§ **Instructions for the task**: All lines from the one with "Camera-trap tagging: put a point on every instance of the bronze" through the final line of the records below must be written out exactly, with no other text.

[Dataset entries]
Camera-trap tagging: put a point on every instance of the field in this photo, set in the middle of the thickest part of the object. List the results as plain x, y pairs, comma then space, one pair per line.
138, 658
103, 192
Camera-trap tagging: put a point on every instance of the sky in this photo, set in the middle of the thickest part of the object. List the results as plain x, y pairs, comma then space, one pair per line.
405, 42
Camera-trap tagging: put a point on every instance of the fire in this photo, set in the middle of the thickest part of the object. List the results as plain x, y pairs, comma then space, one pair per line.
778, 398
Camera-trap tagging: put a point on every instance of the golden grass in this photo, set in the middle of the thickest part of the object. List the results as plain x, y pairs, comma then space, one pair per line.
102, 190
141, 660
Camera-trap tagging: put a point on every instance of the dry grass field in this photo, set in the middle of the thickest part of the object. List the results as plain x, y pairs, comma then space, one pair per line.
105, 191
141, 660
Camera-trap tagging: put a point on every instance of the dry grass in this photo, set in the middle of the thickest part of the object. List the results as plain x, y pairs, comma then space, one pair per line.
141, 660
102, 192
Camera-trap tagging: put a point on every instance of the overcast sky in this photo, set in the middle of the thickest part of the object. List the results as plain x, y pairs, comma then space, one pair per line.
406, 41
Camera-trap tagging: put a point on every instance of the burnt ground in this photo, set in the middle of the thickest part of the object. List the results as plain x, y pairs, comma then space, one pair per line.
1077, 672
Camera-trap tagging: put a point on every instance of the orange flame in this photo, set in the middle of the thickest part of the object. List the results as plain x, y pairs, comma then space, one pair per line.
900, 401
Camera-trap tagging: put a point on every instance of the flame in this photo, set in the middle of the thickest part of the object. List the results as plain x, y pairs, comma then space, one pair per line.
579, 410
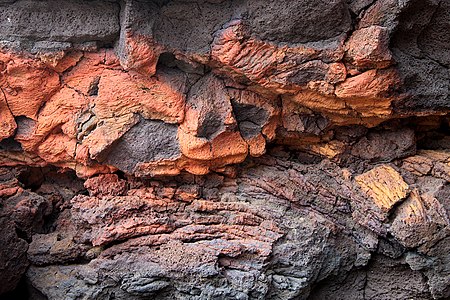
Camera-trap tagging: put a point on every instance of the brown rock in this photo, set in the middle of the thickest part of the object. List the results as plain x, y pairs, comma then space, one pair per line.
368, 48
384, 186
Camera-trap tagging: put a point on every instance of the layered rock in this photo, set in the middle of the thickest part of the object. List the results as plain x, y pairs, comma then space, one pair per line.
225, 149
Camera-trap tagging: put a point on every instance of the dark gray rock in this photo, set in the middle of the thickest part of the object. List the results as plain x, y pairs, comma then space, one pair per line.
149, 140
74, 21
298, 21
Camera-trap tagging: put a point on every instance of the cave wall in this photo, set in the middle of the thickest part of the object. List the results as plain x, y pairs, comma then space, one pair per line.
233, 149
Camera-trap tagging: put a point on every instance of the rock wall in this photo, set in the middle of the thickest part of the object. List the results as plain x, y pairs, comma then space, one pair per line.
225, 149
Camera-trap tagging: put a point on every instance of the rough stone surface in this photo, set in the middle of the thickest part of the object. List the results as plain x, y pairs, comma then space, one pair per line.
235, 149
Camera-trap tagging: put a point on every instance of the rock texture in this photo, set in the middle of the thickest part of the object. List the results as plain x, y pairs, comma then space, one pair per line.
231, 149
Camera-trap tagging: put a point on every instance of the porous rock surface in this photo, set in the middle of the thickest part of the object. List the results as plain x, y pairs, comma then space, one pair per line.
224, 149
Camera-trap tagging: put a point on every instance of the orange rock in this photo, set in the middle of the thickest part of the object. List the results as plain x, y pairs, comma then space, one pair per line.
7, 123
371, 84
273, 67
27, 84
368, 48
384, 186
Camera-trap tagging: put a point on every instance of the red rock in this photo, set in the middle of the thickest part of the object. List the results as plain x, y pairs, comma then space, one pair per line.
26, 83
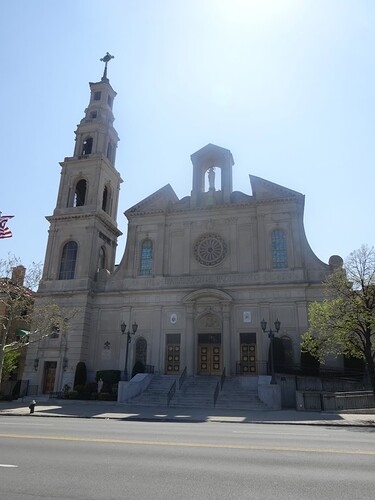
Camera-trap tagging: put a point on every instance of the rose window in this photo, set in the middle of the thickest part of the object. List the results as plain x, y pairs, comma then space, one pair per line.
210, 249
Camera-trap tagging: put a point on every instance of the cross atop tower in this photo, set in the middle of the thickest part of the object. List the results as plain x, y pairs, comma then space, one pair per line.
106, 60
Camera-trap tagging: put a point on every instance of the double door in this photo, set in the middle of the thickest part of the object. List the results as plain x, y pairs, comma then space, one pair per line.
209, 354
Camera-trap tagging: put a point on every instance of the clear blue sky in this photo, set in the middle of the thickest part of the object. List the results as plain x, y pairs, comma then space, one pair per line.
287, 85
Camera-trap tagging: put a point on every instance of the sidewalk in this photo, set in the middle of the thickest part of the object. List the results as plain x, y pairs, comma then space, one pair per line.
111, 410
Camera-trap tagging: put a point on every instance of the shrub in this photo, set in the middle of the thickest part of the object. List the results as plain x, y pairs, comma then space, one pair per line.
73, 395
139, 367
106, 396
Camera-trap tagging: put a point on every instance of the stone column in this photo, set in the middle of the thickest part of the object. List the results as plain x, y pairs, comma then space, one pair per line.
190, 343
226, 339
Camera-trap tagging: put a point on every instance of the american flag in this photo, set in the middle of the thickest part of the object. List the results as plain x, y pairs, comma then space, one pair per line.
5, 232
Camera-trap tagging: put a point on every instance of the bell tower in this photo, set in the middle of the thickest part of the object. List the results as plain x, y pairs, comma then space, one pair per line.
83, 228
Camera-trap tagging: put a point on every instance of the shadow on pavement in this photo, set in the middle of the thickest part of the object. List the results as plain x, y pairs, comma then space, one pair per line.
111, 410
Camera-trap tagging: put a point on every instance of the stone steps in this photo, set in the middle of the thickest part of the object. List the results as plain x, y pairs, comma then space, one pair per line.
198, 392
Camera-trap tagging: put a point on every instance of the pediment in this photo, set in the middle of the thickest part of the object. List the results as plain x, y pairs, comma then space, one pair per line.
156, 202
265, 190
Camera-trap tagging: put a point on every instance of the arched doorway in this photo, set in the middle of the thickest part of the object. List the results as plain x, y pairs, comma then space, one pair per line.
209, 345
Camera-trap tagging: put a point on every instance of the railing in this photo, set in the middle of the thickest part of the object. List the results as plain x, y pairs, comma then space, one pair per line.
171, 392
216, 392
182, 378
222, 379
14, 388
261, 368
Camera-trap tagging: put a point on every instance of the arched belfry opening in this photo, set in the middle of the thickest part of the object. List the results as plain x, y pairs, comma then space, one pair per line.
212, 175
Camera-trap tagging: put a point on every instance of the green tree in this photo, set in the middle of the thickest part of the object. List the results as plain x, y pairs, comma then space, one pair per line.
17, 311
344, 323
10, 363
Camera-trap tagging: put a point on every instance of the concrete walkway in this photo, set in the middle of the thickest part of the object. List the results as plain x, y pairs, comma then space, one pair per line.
111, 410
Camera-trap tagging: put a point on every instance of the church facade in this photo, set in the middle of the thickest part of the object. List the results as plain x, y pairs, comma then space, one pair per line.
198, 275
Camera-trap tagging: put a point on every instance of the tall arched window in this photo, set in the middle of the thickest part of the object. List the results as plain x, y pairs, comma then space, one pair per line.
101, 262
146, 258
110, 152
68, 261
80, 193
279, 253
87, 146
105, 199
141, 351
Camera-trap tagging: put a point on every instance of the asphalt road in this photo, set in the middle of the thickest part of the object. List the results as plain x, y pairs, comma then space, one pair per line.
68, 458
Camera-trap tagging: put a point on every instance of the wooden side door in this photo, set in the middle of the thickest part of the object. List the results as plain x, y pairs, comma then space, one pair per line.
49, 376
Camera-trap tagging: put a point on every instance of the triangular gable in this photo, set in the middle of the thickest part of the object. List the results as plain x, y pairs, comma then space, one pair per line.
157, 201
263, 190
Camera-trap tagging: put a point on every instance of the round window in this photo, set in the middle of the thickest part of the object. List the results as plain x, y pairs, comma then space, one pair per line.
210, 249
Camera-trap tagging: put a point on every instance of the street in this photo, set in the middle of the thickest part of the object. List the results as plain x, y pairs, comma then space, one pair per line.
73, 458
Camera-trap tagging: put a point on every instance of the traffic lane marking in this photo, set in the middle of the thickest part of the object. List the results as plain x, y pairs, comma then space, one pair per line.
190, 445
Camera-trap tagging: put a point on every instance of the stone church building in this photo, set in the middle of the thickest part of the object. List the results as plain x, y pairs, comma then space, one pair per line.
198, 274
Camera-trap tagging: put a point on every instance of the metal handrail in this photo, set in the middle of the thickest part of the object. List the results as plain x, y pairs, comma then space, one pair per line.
171, 392
182, 378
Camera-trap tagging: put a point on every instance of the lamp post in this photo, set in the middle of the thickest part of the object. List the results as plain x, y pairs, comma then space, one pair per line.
271, 336
128, 340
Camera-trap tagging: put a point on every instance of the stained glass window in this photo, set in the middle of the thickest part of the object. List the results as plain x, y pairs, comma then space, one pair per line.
279, 253
146, 258
68, 261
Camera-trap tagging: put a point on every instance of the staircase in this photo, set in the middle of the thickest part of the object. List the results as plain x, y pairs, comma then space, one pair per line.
237, 397
156, 392
198, 392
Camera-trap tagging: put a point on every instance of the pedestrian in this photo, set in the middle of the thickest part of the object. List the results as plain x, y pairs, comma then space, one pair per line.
32, 406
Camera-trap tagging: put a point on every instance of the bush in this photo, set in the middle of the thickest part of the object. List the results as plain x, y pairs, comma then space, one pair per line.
139, 367
106, 396
73, 395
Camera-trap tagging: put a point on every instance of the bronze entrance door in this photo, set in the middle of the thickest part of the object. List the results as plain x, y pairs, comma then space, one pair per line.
173, 354
248, 360
209, 354
49, 376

§ **Solution to the exercise**:
Camera-trap tagging: put a point on every instance of the bronze entrance door in this photo, set in the middle of the thickest part of the object. List the results as plain x, y pairs, comma then space, one pair per line.
173, 354
248, 360
209, 354
49, 376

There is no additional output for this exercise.